> [Information given]
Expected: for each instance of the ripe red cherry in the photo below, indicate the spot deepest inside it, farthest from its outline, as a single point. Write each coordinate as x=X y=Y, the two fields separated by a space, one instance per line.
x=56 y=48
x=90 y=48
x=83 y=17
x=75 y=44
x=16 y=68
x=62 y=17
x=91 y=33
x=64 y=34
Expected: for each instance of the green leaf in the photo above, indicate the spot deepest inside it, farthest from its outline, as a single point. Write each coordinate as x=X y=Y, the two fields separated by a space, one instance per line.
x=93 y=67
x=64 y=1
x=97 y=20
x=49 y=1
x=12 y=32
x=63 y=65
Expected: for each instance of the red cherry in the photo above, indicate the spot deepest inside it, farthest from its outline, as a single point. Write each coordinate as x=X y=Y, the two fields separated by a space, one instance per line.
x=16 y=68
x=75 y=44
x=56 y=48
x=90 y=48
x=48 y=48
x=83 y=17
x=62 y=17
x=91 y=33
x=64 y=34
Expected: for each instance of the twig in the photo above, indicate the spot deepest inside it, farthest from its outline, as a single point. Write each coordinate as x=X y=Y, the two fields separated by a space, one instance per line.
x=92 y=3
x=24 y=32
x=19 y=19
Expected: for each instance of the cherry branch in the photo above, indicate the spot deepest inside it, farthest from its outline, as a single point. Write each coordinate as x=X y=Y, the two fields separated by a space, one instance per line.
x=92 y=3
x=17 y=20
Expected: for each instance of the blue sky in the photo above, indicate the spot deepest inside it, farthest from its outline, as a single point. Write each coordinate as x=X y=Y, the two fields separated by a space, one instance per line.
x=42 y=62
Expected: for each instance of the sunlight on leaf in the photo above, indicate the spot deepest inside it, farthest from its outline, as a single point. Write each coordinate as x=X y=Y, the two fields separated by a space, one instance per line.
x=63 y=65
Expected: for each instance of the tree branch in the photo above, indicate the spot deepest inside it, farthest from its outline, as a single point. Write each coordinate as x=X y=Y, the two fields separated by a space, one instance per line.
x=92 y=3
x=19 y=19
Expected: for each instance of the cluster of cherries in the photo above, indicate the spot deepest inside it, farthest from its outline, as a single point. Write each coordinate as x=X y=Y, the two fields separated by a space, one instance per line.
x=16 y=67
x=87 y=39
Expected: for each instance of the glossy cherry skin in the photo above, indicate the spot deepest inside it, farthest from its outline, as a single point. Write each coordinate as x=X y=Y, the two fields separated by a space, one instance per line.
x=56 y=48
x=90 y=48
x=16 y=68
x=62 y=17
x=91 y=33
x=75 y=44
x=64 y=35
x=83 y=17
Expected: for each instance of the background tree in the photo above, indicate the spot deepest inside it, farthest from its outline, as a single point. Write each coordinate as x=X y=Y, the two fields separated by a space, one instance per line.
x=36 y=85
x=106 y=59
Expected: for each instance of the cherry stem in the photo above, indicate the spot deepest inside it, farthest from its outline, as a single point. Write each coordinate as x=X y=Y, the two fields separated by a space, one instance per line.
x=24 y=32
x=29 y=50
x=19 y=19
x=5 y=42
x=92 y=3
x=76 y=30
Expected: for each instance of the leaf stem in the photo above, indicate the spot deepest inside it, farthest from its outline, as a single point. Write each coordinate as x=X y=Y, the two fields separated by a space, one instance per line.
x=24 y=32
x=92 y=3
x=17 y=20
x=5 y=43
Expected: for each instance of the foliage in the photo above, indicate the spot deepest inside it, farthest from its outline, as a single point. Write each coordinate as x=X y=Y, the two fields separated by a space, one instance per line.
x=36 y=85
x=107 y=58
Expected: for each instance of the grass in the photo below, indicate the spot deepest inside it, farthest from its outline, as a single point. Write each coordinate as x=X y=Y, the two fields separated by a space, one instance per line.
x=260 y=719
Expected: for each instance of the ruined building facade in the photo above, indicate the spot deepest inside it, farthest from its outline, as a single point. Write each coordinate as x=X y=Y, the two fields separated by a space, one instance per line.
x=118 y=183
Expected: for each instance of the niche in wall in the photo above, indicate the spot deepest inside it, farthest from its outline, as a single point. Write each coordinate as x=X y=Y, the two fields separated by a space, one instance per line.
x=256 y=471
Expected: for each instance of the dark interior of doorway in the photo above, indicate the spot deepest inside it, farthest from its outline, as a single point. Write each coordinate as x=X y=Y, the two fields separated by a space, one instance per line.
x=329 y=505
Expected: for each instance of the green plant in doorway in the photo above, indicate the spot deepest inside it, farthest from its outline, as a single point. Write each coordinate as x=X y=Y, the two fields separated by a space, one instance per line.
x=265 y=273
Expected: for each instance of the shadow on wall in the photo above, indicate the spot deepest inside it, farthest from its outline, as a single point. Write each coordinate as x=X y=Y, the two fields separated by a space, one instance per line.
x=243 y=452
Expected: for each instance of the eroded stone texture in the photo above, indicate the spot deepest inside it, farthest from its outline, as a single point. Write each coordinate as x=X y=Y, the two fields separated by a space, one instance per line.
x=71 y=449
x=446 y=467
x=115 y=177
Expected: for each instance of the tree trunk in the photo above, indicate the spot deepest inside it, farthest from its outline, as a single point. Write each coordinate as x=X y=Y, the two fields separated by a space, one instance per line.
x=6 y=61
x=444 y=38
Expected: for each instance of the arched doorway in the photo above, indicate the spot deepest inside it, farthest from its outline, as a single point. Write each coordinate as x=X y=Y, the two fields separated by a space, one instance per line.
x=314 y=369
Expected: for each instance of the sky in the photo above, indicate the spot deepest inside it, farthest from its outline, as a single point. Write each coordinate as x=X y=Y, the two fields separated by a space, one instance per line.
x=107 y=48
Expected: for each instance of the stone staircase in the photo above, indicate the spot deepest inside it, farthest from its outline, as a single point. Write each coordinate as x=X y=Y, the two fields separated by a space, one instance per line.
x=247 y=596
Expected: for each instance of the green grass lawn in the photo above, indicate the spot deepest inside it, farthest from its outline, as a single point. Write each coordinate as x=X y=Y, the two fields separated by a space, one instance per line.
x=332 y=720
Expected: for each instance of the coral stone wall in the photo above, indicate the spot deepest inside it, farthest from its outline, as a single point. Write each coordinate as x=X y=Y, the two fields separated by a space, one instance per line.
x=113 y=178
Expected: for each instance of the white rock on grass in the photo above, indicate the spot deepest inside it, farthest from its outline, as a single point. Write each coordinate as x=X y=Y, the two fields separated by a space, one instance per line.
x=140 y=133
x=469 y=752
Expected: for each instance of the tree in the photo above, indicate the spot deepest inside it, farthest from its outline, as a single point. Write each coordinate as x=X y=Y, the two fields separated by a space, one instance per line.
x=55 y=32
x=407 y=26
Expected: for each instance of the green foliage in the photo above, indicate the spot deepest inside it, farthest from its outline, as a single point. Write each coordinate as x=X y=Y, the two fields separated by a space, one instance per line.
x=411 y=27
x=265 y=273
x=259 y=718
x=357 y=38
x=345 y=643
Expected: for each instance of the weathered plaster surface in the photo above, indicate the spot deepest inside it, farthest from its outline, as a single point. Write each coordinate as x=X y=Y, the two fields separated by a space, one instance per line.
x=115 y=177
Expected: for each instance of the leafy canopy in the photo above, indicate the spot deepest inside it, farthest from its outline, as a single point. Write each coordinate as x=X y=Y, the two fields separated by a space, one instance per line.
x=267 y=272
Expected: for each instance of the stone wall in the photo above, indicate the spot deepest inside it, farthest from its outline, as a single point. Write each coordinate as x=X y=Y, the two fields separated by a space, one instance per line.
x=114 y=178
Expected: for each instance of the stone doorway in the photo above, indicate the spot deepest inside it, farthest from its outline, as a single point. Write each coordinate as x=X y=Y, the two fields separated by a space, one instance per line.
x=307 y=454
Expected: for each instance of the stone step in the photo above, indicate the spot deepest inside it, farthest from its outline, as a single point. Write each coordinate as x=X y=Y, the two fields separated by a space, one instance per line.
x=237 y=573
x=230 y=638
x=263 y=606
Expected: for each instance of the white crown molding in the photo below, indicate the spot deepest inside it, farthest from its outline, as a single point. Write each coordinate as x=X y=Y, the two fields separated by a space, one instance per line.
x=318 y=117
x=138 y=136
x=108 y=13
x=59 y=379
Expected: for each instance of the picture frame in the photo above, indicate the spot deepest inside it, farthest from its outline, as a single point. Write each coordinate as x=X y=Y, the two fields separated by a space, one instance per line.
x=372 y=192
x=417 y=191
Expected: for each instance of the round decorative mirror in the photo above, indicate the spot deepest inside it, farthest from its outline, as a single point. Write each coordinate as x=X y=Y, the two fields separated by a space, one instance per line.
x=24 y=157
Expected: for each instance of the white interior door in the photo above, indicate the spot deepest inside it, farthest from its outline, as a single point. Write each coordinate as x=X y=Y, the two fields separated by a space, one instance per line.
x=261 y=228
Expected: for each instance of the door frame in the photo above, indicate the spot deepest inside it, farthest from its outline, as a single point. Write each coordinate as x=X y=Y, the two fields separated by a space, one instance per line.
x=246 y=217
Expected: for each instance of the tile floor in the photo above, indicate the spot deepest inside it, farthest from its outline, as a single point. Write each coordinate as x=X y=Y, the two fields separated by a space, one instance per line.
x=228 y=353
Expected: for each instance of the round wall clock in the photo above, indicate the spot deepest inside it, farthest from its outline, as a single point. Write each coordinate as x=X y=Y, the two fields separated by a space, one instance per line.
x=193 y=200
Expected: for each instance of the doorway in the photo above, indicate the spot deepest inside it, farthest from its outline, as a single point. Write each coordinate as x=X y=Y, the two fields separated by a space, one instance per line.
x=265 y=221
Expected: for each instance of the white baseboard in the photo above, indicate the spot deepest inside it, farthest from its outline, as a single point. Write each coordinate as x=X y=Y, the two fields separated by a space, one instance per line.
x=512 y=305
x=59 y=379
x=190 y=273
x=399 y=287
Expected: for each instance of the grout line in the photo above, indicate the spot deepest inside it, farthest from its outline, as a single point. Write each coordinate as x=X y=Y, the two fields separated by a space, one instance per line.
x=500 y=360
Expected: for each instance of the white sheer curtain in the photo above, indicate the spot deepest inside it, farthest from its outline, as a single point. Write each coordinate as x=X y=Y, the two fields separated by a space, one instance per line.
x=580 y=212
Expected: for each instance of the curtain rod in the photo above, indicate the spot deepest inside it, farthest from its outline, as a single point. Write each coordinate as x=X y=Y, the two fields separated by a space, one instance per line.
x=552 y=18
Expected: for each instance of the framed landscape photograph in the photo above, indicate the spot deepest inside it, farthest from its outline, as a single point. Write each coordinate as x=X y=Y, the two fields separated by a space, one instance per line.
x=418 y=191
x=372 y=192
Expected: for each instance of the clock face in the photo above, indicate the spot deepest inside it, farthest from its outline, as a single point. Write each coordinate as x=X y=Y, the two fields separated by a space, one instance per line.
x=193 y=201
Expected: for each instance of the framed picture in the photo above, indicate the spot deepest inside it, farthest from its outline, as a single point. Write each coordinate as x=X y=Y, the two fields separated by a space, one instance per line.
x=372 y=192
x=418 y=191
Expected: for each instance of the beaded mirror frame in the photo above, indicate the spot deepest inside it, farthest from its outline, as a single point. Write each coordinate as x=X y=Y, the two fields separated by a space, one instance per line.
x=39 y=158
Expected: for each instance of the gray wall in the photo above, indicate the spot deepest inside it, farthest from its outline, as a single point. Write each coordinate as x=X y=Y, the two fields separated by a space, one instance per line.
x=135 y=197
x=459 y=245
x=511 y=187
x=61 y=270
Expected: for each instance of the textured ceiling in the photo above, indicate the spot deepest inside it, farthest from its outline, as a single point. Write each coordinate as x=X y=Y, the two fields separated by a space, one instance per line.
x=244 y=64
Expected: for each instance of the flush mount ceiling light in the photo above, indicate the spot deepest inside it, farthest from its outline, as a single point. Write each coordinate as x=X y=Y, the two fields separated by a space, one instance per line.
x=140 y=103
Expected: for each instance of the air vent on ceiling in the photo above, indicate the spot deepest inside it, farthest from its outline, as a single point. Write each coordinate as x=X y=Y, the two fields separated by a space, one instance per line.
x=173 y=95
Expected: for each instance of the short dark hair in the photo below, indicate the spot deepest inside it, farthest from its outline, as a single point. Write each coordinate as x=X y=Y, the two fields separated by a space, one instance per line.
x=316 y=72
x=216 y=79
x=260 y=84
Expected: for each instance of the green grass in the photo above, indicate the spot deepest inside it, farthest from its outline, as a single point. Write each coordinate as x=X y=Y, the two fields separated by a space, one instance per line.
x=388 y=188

> [Task goal] The span to give again runs from the line with "Expected: for each instance of the framed picture" through the last line of the records above; reproduce it exactly and nothing more.

> [Result of this task]
Expected: for each instance of the framed picture in the photo above, indicate the spot deepest inside it, farthest from its outline, as a single point. Write each coordinate as x=X y=Y, the two fields separated by a space, one instance per line.
x=372 y=192
x=418 y=191
Expected: for each instance of the beaded mirror frame in the photo above, indicate the spot deepest inside it, farthest from its outline, as a single point. Write each coordinate as x=X y=Y, the two fields separated by a space, one instance per line.
x=39 y=158
Expected: for each instance of the gray wall in the photo above, indicate the spot deepest inside it, farthest from its outline, as a single point. Write each coordinate as x=X y=Y, the two fields separated by a space, one instance per line.
x=135 y=197
x=459 y=245
x=511 y=187
x=61 y=270
Expected: for each instance of the textured ceiling in the photo above, indicate the spot deepest inside it, farthest from its outline, as a single point. Write each coordinate as x=X y=Y, the two fields separated by a space, one instance per line.
x=244 y=64
Expected: for each instance of the flush mount ceiling light in the photo above, indicate the spot deepest inside it, farthest from its outline, as a single point. Write each coordinate as x=X y=Y, the two fields separated by a space, one instance per line.
x=140 y=103
Expected: for each instance of the air vent on ceiling in the photo above, indicate the spot deepest inside it, farthest from its outline, as a single point. Write each coordinate as x=X y=Y, the two fields separated by a space, one instance per line.
x=173 y=95
Expected: for each instance of the short dark hair in the photo below, indicate the spot deepest inside it, farthest from its outline, as a single point. Write each coordinate as x=X y=Y, the two fields separated by a space, one instance per line.
x=316 y=72
x=216 y=79
x=260 y=84
Expected: for each instance of the green grass in the photo above, indicate the spot deepest inside it, farthest from its outline, as a single point. Write each coordinate as x=X y=Y, the two fields separated by a space, one instance per line.
x=388 y=188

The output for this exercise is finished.